**** Passage to read

Researchers are also exploring nitrous oxide as a potential treatment for depression. A 2025 meta-analysis published in The Lancet’s eBioMedicine reviewed clinical trials using inhaled nitrous oxide at concentrations of 25% and 50%, delivered in single or repeated sessions. Early results show enough promise that larger trials are underway, though this remains an experimental use.

The Propellant Inside Whipped Cream Cans

If you’ve ever used a can of whipped cream, you’ve used nitrous oxide. It serves as the pressurized gas that forces cream out of the nozzle and gives it that light, fluffy texture. Nitrous oxide works especially well for this because it dissolves easily into fats when kept under pressure inside the canister. When you press the nozzle, the pressure drops, the dissolved gas rapidly expands into tiny bubbles throughout the cream, and you get an airy foam.

Other gases could technically pressurize a can, but most would give the cream an off taste or wouldn’t dissolve as readily into the fat. Nitrous oxide is essentially flavorless at the concentrations used, which is why it became the food industry standard. Beyond whipped cream, it’s used in some high-end restaurant kitchens to create foams, mousses, and infusions using pressurized dispensers.

********
**** Supplied entries

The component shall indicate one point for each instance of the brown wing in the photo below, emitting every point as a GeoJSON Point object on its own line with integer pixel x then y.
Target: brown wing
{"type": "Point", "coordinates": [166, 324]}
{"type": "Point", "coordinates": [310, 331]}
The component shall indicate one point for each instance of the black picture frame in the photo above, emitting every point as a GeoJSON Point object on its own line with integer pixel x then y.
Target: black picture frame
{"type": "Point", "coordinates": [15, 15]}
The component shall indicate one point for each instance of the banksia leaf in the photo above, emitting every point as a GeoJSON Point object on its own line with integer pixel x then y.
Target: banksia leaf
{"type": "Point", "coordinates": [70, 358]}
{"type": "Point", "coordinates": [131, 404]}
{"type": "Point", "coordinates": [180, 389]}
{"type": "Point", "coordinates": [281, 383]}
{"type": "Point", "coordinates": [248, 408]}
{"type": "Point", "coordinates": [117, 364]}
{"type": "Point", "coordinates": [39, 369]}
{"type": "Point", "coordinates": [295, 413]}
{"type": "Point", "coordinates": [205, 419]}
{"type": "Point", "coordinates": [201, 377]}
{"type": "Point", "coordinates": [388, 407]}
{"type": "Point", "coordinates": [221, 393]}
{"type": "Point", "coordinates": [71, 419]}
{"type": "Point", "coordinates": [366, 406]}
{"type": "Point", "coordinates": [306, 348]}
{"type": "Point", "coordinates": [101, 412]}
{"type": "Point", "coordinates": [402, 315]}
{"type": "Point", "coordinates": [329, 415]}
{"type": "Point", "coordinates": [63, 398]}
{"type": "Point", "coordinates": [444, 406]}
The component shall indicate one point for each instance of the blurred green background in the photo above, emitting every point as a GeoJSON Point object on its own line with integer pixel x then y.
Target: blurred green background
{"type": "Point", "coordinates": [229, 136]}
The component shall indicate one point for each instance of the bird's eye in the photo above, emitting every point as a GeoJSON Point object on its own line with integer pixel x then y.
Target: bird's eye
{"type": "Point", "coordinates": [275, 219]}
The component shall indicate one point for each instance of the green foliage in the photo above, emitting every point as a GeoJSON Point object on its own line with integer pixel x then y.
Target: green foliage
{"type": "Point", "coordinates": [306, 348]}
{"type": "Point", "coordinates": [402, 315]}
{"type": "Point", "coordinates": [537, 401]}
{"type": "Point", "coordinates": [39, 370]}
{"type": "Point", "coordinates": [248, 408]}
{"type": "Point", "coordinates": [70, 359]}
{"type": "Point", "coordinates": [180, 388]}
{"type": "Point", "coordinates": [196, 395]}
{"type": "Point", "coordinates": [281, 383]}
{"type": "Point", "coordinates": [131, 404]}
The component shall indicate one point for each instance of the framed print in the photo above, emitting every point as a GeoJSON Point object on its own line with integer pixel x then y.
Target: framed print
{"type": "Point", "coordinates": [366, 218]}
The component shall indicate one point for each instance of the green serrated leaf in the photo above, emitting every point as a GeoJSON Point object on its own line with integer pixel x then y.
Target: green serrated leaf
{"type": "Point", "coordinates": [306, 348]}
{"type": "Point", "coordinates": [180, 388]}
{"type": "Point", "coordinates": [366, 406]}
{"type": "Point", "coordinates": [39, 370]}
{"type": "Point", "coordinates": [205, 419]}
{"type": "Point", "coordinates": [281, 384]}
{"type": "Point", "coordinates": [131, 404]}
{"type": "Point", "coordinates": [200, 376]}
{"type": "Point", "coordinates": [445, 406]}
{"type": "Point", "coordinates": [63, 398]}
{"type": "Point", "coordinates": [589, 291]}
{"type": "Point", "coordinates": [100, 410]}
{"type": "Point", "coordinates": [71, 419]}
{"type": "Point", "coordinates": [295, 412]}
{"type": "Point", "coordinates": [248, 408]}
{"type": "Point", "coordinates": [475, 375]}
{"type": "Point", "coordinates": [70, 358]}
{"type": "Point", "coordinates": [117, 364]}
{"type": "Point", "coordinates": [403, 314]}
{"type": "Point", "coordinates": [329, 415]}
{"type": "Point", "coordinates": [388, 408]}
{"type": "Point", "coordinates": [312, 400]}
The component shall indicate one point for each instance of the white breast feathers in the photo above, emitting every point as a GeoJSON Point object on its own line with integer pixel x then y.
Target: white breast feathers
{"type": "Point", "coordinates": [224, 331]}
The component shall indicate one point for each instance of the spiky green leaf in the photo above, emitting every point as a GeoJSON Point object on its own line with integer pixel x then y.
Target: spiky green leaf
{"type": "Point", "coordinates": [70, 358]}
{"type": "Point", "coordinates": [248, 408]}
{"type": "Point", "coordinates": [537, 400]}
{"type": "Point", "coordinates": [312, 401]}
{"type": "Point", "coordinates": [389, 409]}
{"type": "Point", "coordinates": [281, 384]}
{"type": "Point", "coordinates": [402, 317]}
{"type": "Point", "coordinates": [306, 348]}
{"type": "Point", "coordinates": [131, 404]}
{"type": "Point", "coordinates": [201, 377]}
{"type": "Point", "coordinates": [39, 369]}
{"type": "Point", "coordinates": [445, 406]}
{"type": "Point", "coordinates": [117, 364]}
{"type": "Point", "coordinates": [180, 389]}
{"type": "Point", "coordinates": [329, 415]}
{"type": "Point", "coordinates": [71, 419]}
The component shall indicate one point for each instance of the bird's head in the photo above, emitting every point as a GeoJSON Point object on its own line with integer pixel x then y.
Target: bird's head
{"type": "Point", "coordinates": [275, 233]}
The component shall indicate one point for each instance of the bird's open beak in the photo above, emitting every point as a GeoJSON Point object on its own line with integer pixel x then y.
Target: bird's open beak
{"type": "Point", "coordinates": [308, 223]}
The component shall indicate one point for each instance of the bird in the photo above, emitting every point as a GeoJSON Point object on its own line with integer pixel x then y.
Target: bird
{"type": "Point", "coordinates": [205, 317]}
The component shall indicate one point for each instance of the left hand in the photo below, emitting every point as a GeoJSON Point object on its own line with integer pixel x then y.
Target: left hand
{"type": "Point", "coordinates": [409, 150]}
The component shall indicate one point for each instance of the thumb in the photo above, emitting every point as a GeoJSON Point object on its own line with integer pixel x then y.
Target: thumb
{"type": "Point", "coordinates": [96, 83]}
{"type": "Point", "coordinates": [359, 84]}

********

▸ Assigned task
Update the nitrous oxide text by rewriting it from "Other gases could" up to and including "using pressurized dispensers.", with "flavorless" changed to "tasteless".

▸ Written solution
Other gases could technically pressurize a can, but most would give the cream an off taste or wouldn’t dissolve as readily into the fat. Nitrous oxide is essentially tasteless at the concentrations used, which is why it became the food industry standard. Beyond whipped cream, it’s used in some high-end restaurant kitchens to create foams, mousses, and infusions using pressurized dispensers.